Re: a typical ML algorithm flow

Till Rohrmann Tue, 29 Mar 2016 02:54:08 -0700

Hi,

Chiwan’s example is perfectly fine and it should also work with general EM
algorithms. Moreover, it is the recommended way how to implement iterations
with Flink. The iterateWithTermination API call generates a lazily
evaluated data flow with an iteration operator. This plan will only be
executed when you call env.execute, collect or count which depends on this
data flow. In the example it would be triggered by result.print. You can
also take a look at the KMeans implementation of Flink. It does not use a
dynamic convergence criterion but it could easily be added.


If you really need to trigger the execution of the data flow for each
iteration (e.g. because you have different data flows depending on the
result), then you should persist the intermediate result every n iteration.
Otherwise you will over and over re-trigger the execution of previous
operators.

Cheers,
Till


On Tue, Mar 29, 2016 at 1:26 AM, Dmitriy Lyubimov <dlie...@gmail.com> wrote:

> Thanks Chiwan.

Request 1: Identify every line of the listing below that contains the word "wheel", and copy each of those lines.

Items:

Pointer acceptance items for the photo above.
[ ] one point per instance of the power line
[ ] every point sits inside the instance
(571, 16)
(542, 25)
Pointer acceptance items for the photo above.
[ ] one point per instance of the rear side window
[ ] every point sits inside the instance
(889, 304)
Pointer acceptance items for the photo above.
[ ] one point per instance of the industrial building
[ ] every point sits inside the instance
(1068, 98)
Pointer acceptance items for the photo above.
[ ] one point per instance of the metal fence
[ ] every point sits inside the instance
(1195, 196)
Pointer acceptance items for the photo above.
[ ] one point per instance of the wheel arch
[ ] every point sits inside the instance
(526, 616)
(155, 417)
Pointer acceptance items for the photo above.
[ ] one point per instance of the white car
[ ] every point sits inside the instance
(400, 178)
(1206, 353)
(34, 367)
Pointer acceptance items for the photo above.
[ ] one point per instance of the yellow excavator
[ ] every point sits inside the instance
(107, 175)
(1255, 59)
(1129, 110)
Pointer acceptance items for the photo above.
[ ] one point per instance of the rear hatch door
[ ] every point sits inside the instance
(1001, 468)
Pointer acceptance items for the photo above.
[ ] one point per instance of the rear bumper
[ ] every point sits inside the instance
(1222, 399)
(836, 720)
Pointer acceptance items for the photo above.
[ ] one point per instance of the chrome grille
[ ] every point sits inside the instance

---

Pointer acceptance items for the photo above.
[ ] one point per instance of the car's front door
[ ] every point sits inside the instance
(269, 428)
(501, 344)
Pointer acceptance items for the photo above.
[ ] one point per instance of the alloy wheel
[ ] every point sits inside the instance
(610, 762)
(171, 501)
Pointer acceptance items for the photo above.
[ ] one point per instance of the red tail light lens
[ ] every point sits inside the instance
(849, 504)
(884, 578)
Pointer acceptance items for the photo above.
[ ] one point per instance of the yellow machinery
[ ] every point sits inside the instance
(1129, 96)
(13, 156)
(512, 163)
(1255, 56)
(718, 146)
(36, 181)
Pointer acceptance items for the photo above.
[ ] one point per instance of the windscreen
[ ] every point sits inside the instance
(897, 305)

Request 2:
Answer these questions using the Flink reply above.
(a) Which API call generates a lazily evaluated data flow with an iteration operator?
(b) Which implementation of Flink does the reply suggest looking at?
(c) If execution must be triggered for each iteration, what should be persisted every n iteration?

Correct answer 1:
[ ] one point per instance of the wheel arch
[ ] one point per instance of the alloy wheel

Correct answer 2:
(a) The iterateWithTermination API call.
(b) The KMeans implementation.
(c) The intermediate result.